- _EXTRACT PROVIDED_:

BEGIN

From: Sebastian Tennant
Subject: Re: A macro and an unwanted containing list in the resulting form
Date: Thu, 24 May 2007 00:45:54 +0300
User-agent: Gnus/5.110006 (No Gnus v0.6) Emacs/22.0.95 (gnu/linux)

Quoth Pascal Bourguignon <pjb@informatimago.com>:
> Sebastian Tennant <sebyte@smolny.plus.com> writes:
>>> Is there any reason to make the argument of build-cond an alist? You
>>>could try
>>>
>>> (defmacro build-cond (&rest conds)
>>>  (append '(cond)
>>>          (mapcar '(lambda (each)
>>>                    (cons (list 'equal 'my-var (car each)) (list (cdr 
>>> each))))
>>>                  conds)))
>>>
>>> and then use
>>>
>>>  (build-cond ("hello" . (message "hi"))
>>>              ("goodbye" . (message "bye"))
>>
>> The reason for the alist is the clauses are being passed as one of a
>> number of arguments to a function call.

END

- _GIVEN DATA_:
BEGIN

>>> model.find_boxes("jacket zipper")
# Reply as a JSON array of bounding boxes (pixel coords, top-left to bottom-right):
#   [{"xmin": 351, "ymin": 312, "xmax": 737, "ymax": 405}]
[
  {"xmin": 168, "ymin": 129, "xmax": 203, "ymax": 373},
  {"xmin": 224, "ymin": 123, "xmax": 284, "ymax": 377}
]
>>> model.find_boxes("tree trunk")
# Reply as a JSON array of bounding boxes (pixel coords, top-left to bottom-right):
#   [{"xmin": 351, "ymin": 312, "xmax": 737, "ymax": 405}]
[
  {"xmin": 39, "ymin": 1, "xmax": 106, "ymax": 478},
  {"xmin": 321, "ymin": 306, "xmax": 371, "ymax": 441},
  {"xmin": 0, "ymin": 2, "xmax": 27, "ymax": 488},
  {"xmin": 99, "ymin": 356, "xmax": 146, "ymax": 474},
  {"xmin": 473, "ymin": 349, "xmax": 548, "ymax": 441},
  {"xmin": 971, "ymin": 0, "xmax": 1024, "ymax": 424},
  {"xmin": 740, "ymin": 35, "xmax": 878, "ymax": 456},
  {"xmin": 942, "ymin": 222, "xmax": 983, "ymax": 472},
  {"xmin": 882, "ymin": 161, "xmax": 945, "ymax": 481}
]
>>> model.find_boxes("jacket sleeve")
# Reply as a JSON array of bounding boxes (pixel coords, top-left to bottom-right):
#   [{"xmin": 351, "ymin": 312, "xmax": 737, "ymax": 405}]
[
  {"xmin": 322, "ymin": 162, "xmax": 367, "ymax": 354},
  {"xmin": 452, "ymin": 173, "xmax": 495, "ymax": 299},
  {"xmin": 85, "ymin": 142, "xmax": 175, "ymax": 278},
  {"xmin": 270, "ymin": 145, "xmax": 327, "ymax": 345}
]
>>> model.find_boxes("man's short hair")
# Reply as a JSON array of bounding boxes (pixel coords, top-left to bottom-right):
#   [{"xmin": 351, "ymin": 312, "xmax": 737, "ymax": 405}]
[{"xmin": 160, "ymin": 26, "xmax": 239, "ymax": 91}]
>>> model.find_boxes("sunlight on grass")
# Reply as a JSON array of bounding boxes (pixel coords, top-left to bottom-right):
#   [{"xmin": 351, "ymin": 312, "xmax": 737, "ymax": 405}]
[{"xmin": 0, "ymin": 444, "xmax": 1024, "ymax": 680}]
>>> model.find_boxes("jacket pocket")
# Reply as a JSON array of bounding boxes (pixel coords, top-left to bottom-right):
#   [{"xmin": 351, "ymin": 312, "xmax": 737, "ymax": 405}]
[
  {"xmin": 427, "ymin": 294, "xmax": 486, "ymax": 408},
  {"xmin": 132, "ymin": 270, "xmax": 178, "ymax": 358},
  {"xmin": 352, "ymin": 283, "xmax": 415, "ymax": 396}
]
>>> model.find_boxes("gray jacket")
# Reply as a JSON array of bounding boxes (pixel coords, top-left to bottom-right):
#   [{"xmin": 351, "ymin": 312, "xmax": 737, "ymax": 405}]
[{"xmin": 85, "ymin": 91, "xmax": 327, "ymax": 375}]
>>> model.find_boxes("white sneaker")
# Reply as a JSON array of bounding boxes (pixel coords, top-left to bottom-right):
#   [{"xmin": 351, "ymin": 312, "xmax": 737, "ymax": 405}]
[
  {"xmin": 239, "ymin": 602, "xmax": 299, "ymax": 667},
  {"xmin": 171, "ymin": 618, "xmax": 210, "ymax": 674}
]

END

- _GIVEN REQUEST 1_: Please repeat the email word for word, between "From: Sebastian Tennant" and "v0.6) Emacs/22.0.95 (gnu/linux)", inclusive.
- _GIVEN REQUEST 2_: According to the email, why is the argument passed as an alist?
- _GIVEN REQUEST 3_: Carry on writing the email about the build-cond macro from the point where it stops.

- _EXERCISE OUTPUT 1_:
From: Sebastian Tennant
Subject: Re: A macro and an unwanted containing list in the resulting form
Date: Thu, 24 May 2007 00:45:54 +0300
User-agent: Gnus/5.110006 (No Gnus v0.6) Emacs/22.0.95 (gnu/linux)

- _EXERCISE OUTPUT 2_: The clauses are being passed as one of a number of arguments to a function call.

- _EXERCISE OUTPUT 3_:
>
> If you get the a-list as argument to a function, then you don't need a
> macro to process it!   Just write a loop!
>
> (require 'cl)
>
> (defun my-function (string clauses)
>   (loop
>       for clause in clauses
>       until (string= string (car clause))
>       finally (eval (cdr clause))))
>
> (my-function "goodbye" '(("hello"   . (message "hi"))
>                          ("goodbye" . (message "bye"))))
>

Whoa!  This isn't LISP!  At least it doesn't look like it to me.
Where are the parentheses?  I suppose I haven't got the first idea how
the Common Lisp 'loop' function works...???